▶ [Instrucciones de tareas]
- a) En la sección de texto, ¿qué tipo de construcción se da como ejemplo de espacio para la contemplación?
- b) Indica si cada afirmación concuerda con la sección de texto y cita las palabras que lo deciden: (i) el espacio nunca es una página en blanco; (ii) en la distribución espacial japonesa, las tipologías público y privado son más estrictas; (iii) la Alhambra se menciona como ejemplo de espacio de poder.
- c) Transcribe literalmente el tramo de la sección de texto que va desde "Y de la significación, lógicamente, a" hasta "discurso, un lenguaje.".

▶ [Sección de texto]
***
La reflexión de Lefebvre lo lleva ahora a la significación del espacio (la capacidad de la arquitectura por producir «espacios destinados a la voluptuosidad», como la Alhambra, para la contemplación (monasterios), de poder (castillos), etc: el espacio, ligado a una práctica social, donde reúne los bienes, la producción, la acumulación de conocimientos, el proceso creativo. La pregunta que subyace en todo esto (o al menos, la que se nos suscita con su lectura): ¿existe libertad al construir el espacio, o sólo al disfrutarlo? Dicho de otro modo: si el espacio es el resultado de una batalla, o una imposición del poder, sea éste el que sea… ¿quiénes disponen de verdadera libertad, al producirlo, si es que existe un único grupo? ¿Y dónde queda la libertad de los demás, los usuarios, los ciudadanos: en el mero «uso», «disfrute»?

Y de la significación, lógicamente, a la semiología, la ciencia que lee la ciudad y estudia cómo se forman y decodifican sus signos. «La semiología introduce la idea de que el espacio es susceptible de lectura y, en consecuencia, de una práctica (la lectura-escritura). El espacio de la ciudad, desde esta perspectiva, comporta un discurso, un lenguaje.

¿Pero se lee el espacio? Sí y no. Se lee en cuanto que el lector lo descifra y descodifica; pero no se lee en cuanto «nunca es una página en blanco sobre la que cualquiera (¿pero quién?) puede haber escrito su mensaje»; si acaso, más que signos hay consignas, trazos, convenciones, intenciones, órdenes; una maraña de múltiples significaciones que, en definitiva, remiten a «lo que es preciso hacer y no hacer», es decir, que remiten al poder. «El espacio ordena en la medida en que implica un orden (y en ese sentido, también cierto desorden)», pues es tanto expresión del poder el cartel que impide pintar paredes como el grafiti que lo desafía.

El capítulo acaba con unas reflexiones sobre la tríada forma, función y estructura que llevan a Lefebvre a reflexionar sobre la distribución espacial japonesa (donde las tipologías público y privado son mucho más laxas, por dar sólo un apunte, o la diferenciación naturaleza y sociedad; por ejemplo todo templo, público, dispone de espacios privados; toda casa, privada, dispone de lugares públicos, susceptibles de ser vistos por las visitas… Reflexión que nos retrotrae a la que hiciera Carlos García Vázquez en Ciudad hojaldre) y que acaba revelando tanto la incapacidad del capitalismo para producir un espacio diferente al capitalista pero también su esfuerzo por disimular esta producción como tal, «el intento de ocultar todo rastro del máximo beneficio».
***
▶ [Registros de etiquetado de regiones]
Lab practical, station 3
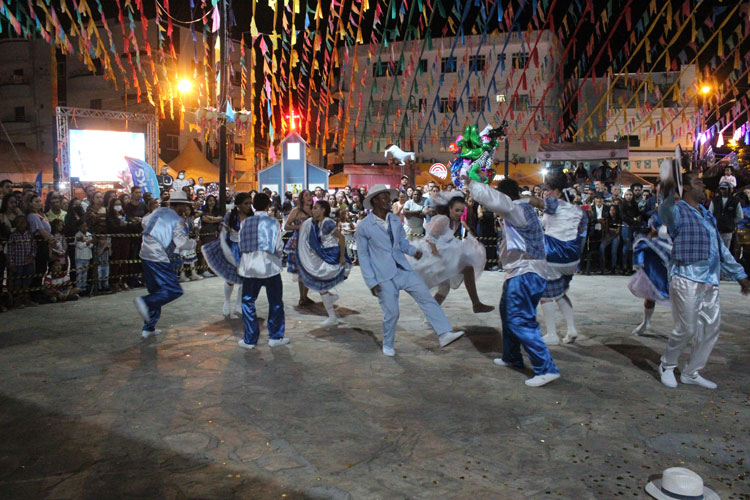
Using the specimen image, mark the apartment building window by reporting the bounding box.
[513,52,529,69]
[440,56,456,73]
[469,55,487,71]
[513,94,531,111]
[469,96,485,113]
[440,97,456,113]
[92,59,104,76]
[164,134,180,151]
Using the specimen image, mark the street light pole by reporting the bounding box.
[219,0,229,213]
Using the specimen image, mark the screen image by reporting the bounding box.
[69,129,146,185]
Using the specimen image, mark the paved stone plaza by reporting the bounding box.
[0,269,750,500]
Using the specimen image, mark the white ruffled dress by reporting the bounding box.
[408,215,487,288]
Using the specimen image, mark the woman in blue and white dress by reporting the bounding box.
[628,214,672,336]
[296,200,352,327]
[203,193,253,316]
[530,171,587,345]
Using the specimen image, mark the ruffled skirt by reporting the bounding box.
[628,236,672,305]
[295,218,352,292]
[408,235,487,288]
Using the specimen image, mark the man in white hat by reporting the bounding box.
[135,191,196,339]
[659,171,750,389]
[357,184,464,356]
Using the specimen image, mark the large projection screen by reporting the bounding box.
[69,129,146,184]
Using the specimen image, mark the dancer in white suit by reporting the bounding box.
[357,184,464,356]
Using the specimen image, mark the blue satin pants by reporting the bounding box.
[242,274,284,345]
[141,260,182,332]
[500,273,560,375]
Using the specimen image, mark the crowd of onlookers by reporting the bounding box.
[0,164,750,310]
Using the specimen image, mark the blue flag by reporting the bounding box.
[125,156,161,197]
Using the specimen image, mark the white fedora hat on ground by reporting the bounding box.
[646,467,721,500]
[167,191,192,204]
[364,184,398,210]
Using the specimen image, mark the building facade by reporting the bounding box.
[327,31,561,165]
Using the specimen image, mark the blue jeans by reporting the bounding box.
[599,236,620,271]
[620,224,633,269]
[242,274,284,345]
[141,260,182,332]
[500,273,560,375]
[76,259,91,292]
[99,264,109,289]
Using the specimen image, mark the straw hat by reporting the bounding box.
[364,184,398,210]
[646,467,721,500]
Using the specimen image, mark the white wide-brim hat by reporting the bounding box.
[646,467,721,500]
[364,184,399,210]
[167,191,193,205]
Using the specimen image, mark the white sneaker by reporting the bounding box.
[524,373,560,387]
[320,316,339,328]
[659,363,682,389]
[141,329,163,339]
[630,323,651,337]
[438,330,464,347]
[542,333,560,345]
[680,372,718,389]
[133,297,151,321]
[237,339,255,349]
[563,330,578,344]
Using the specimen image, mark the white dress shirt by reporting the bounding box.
[237,212,284,278]
[139,212,196,262]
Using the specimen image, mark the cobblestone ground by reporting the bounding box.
[0,269,750,500]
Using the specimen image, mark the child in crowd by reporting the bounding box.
[75,220,94,293]
[719,167,737,189]
[180,206,203,282]
[96,234,112,293]
[44,260,78,302]
[49,219,68,270]
[7,217,38,308]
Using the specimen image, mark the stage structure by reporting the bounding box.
[258,131,328,193]
[55,106,159,190]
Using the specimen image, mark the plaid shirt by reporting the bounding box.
[8,231,36,266]
[669,200,722,264]
[515,203,547,260]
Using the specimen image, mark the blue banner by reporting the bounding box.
[125,156,161,197]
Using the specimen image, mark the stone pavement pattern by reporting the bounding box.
[0,269,750,500]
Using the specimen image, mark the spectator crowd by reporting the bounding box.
[0,163,750,311]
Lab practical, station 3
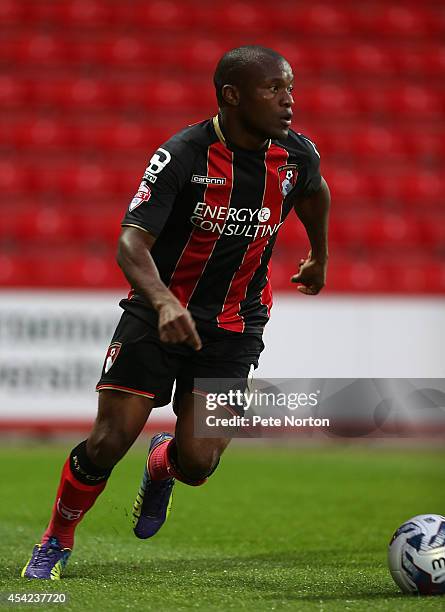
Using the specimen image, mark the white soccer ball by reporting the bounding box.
[388,514,445,595]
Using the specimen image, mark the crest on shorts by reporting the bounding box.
[128,181,151,212]
[278,164,298,197]
[104,342,122,374]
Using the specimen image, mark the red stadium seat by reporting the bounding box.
[0,0,445,293]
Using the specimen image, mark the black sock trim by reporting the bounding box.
[70,440,113,485]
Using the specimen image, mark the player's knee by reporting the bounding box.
[88,428,133,467]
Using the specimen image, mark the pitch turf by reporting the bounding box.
[0,445,445,612]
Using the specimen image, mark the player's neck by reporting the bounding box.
[219,111,269,151]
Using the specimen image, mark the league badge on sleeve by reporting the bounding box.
[128,181,151,212]
[278,164,298,197]
[104,342,122,374]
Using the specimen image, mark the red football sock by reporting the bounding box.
[147,438,207,487]
[42,457,107,548]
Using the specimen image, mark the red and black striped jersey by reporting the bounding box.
[121,117,321,334]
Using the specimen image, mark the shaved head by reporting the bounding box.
[213,45,287,106]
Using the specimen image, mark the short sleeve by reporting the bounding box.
[288,133,321,197]
[122,137,194,236]
[299,134,321,196]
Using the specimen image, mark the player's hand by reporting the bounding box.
[291,251,327,295]
[158,300,202,351]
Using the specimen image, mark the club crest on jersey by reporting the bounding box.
[104,342,122,374]
[278,164,298,197]
[128,181,151,212]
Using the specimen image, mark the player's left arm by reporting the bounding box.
[291,178,331,295]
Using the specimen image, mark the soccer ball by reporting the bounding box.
[388,514,445,595]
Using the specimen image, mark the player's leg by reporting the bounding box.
[133,334,264,538]
[133,393,230,539]
[22,390,153,580]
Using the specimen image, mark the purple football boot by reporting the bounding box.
[133,432,175,540]
[21,537,71,580]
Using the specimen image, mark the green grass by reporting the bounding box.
[0,446,445,612]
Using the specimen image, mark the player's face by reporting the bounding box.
[239,60,294,138]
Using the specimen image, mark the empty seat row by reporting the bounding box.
[280,212,445,247]
[0,0,444,37]
[272,256,445,294]
[0,76,445,119]
[0,31,445,78]
[0,251,445,295]
[0,115,445,165]
[0,204,445,252]
[0,158,445,207]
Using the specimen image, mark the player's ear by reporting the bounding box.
[221,85,240,106]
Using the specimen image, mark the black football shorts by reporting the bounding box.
[96,311,264,412]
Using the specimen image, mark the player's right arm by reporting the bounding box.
[117,137,201,350]
[117,226,202,351]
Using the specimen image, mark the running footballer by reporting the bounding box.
[22,46,330,580]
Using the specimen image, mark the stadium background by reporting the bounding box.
[0,0,445,432]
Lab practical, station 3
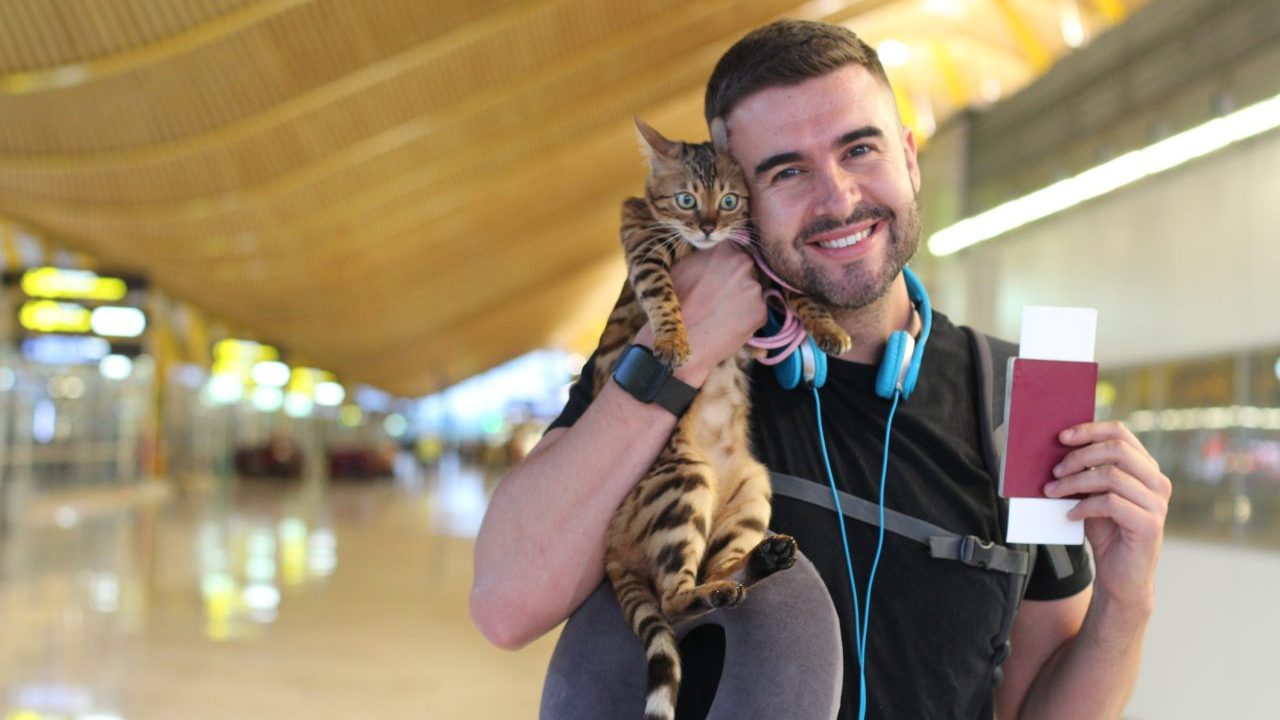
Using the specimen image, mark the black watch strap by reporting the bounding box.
[613,345,698,418]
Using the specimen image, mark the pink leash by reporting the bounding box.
[728,233,805,365]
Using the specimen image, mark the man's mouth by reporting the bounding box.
[818,225,876,250]
[810,222,879,250]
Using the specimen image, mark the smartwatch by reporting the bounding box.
[613,345,698,418]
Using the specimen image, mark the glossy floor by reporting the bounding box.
[0,453,554,720]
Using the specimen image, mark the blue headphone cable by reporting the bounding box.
[813,387,902,720]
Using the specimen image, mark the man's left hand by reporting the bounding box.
[1044,421,1172,619]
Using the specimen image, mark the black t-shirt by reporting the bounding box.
[552,313,1093,719]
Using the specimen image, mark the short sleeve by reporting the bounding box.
[1025,544,1093,601]
[547,354,595,430]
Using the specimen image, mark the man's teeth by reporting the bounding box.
[818,225,876,250]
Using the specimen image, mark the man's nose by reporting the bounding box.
[814,165,861,220]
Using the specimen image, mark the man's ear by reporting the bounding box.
[902,126,920,193]
[635,118,680,165]
[712,117,728,155]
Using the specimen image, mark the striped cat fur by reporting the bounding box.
[593,120,850,720]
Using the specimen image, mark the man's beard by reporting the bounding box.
[762,197,920,310]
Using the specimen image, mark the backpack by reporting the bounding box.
[771,327,1073,687]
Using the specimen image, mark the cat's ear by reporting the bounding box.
[712,118,728,154]
[635,118,680,163]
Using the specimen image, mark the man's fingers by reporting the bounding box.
[1044,465,1169,515]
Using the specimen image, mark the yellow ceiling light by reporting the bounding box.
***
▶ [Respuestas esperadas]
- a) Los monasterios.

- b)
(i) Sí: «nunca es una página en blanco»
(ii) No: «las tipologías público y privado son mucho más laxas»
(iii) No: «espacios destinados a la voluptuosidad», como la Alhambra

- c)
Y de la significación, lógicamente, a la semiología, la ciencia que lee la ciudad y estudia cómo se forman y decodifican sus signos. «La semiología introduce la idea de que el espacio es susceptible de lectura y, en consecuencia, de una práctica (la lectura-escritura). El espacio de la ciudad, desde esta perspectiva, comporta un discurso, un lenguaje.